* [GOAL OF THE EXERCISE]
Express the listing below as a JSON list of strings, one string per line with blank lines omitted. Begin at the line that contains "steel dishwasher receives" and continue through the last line of the listing.
>> start EXCERPTED RECORDS
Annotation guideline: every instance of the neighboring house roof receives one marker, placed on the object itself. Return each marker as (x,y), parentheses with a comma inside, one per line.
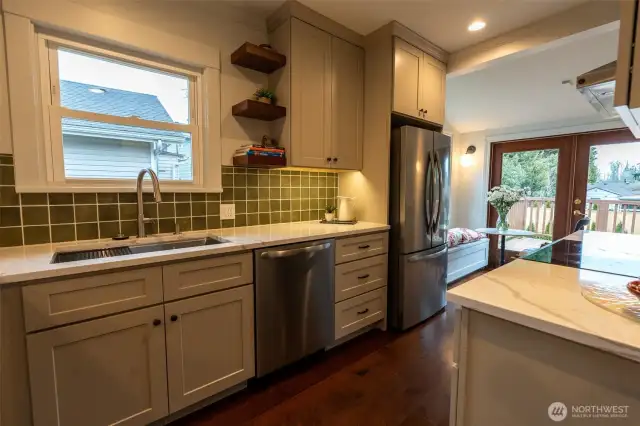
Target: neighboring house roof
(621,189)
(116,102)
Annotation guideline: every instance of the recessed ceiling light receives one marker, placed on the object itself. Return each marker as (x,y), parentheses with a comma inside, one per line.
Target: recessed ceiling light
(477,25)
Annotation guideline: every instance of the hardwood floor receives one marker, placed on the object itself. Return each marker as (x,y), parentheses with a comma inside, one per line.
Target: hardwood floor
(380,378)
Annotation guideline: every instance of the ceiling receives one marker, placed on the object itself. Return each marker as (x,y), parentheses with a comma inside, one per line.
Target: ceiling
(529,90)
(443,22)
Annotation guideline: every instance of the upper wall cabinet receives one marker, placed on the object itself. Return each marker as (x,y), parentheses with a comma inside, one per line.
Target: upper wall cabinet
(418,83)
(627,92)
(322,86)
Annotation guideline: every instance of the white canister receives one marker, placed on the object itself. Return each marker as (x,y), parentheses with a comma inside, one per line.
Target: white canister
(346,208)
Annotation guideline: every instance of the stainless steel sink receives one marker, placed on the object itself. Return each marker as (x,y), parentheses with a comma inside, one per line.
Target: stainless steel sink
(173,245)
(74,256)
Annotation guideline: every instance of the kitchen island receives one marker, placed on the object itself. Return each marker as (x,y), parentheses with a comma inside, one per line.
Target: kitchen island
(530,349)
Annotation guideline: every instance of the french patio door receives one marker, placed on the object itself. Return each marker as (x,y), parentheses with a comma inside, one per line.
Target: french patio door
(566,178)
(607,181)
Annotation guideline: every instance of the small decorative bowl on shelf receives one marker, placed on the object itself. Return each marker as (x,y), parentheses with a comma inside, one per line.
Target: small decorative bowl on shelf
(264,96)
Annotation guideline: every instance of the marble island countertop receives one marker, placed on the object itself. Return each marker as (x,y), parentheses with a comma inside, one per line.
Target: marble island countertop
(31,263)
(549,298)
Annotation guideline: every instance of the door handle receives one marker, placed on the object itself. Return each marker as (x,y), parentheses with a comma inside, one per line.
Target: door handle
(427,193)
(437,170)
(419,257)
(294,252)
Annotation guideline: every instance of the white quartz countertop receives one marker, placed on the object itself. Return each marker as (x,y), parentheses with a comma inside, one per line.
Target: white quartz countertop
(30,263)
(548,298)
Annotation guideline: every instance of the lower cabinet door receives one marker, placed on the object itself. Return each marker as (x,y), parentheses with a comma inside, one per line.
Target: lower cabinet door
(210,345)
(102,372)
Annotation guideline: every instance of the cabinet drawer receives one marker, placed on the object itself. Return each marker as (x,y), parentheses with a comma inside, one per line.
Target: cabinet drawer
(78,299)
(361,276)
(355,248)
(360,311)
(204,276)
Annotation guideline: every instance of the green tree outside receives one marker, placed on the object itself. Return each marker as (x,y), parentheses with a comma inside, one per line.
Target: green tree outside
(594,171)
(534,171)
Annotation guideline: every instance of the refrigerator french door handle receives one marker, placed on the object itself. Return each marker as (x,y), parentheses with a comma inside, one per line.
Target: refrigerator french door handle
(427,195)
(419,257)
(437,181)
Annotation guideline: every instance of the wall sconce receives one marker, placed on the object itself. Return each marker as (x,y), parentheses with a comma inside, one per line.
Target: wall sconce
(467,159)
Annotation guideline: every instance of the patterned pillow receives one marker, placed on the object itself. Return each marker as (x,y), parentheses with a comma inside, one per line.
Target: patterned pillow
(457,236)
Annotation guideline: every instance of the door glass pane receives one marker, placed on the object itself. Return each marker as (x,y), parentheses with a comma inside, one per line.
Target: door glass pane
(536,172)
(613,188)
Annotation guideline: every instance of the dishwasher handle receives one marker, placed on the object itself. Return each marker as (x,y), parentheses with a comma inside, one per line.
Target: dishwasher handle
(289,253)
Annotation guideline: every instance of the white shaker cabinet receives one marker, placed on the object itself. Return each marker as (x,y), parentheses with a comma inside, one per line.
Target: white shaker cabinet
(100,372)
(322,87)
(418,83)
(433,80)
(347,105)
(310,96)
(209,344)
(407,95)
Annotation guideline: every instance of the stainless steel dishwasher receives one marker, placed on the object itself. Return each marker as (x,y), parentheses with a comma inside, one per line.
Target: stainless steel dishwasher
>> end EXCERPTED RECORDS
* [THE COMPLETED TASK]
[
  "Annotation guideline: every instance of the stainless steel dishwasher receives one marker, placed on the object itself. Return each marker as (x,y), parentheses with a comma inside, one per line.",
  "Target: stainless steel dishwasher"
]